-------- Data supplied --------

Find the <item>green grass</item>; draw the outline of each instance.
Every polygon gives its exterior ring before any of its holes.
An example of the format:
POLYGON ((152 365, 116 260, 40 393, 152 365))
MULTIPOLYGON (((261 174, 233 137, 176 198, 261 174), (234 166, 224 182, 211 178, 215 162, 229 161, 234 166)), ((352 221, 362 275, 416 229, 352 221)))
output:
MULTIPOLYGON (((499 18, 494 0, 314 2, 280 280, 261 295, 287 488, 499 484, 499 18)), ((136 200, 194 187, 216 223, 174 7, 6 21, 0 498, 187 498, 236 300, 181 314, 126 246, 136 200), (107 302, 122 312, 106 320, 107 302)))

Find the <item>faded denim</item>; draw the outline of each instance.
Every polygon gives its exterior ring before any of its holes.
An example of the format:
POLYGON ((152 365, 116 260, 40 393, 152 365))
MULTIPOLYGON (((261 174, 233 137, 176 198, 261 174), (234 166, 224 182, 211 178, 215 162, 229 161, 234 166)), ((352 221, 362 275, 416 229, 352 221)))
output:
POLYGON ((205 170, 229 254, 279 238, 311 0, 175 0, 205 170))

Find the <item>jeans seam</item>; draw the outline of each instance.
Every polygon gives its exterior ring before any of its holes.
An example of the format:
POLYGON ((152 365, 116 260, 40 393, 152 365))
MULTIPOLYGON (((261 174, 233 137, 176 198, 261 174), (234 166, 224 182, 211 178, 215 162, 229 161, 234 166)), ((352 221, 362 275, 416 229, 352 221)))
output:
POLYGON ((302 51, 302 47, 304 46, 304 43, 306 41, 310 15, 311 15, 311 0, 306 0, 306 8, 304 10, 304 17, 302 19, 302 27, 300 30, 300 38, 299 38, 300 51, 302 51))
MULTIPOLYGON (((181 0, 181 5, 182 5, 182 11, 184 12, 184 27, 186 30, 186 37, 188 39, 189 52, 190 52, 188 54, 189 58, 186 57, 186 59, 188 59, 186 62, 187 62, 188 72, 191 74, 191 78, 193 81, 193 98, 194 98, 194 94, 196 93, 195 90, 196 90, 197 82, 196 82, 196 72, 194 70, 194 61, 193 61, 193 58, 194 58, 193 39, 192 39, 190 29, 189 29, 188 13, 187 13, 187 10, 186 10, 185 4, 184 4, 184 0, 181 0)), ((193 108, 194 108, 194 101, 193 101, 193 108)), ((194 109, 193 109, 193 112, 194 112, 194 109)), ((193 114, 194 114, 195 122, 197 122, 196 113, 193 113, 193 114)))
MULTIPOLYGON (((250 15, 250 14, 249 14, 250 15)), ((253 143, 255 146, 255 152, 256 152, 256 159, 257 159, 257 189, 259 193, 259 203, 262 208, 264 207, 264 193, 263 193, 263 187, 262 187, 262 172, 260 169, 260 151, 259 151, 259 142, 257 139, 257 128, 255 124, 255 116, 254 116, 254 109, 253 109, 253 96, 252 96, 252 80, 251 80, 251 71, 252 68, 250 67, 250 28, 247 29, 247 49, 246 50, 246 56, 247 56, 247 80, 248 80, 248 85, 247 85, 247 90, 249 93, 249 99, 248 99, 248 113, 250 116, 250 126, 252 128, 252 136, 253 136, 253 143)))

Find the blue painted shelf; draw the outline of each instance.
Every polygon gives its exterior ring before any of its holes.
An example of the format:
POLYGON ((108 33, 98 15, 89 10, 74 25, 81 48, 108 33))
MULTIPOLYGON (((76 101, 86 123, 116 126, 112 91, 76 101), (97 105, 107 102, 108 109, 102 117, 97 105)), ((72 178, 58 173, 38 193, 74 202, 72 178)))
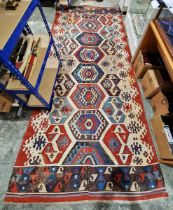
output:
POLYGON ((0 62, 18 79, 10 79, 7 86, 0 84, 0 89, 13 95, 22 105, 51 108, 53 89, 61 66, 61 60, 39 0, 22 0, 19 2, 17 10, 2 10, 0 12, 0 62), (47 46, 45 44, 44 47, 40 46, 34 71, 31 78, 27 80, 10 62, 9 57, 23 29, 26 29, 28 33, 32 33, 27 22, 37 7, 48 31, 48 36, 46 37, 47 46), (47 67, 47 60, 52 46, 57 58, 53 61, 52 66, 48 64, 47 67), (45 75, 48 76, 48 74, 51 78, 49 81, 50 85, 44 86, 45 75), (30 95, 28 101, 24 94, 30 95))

--------

### Your objective
Gather every line from the entries above where the word "item" appears, and copy them.

### Written response
Find the <item>green grass</item>; draw the outline of each instance.
Find the <item>faded denim</item>; draw the outline of each instance.
Find the <item>jeans seam</item>; draw the outline of each instance.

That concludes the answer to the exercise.